● Task:
Repeat the lines of the records below verbatim, starting with the line that contains "158, row 124." and ending with the line that contains "column 132, row 20", both included.

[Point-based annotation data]
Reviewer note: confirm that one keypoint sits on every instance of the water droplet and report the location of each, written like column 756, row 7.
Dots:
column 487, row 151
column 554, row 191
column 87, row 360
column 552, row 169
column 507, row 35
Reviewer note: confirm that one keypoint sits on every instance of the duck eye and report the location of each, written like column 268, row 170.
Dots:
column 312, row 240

---

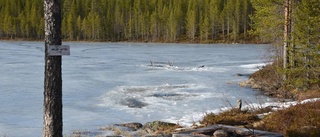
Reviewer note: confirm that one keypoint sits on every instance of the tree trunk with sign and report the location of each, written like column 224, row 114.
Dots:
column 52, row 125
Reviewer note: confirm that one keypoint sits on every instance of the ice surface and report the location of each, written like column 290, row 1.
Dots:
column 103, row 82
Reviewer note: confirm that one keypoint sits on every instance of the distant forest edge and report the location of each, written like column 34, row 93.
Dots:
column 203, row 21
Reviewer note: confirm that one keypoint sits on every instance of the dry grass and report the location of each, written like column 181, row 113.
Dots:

...

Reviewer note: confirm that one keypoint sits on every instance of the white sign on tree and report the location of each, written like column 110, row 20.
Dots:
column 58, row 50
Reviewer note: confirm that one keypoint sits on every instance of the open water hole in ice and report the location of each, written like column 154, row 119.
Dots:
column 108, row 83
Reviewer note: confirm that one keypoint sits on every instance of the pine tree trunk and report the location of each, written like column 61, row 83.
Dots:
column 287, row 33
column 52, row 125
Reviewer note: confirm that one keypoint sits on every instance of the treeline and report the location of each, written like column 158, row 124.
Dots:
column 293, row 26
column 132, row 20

● Exercise output:
Reviewer note: confirm that one keypoint sits on every instance of the treeline and report the location of each, written like column 158, row 124.
Dots:
column 293, row 26
column 132, row 20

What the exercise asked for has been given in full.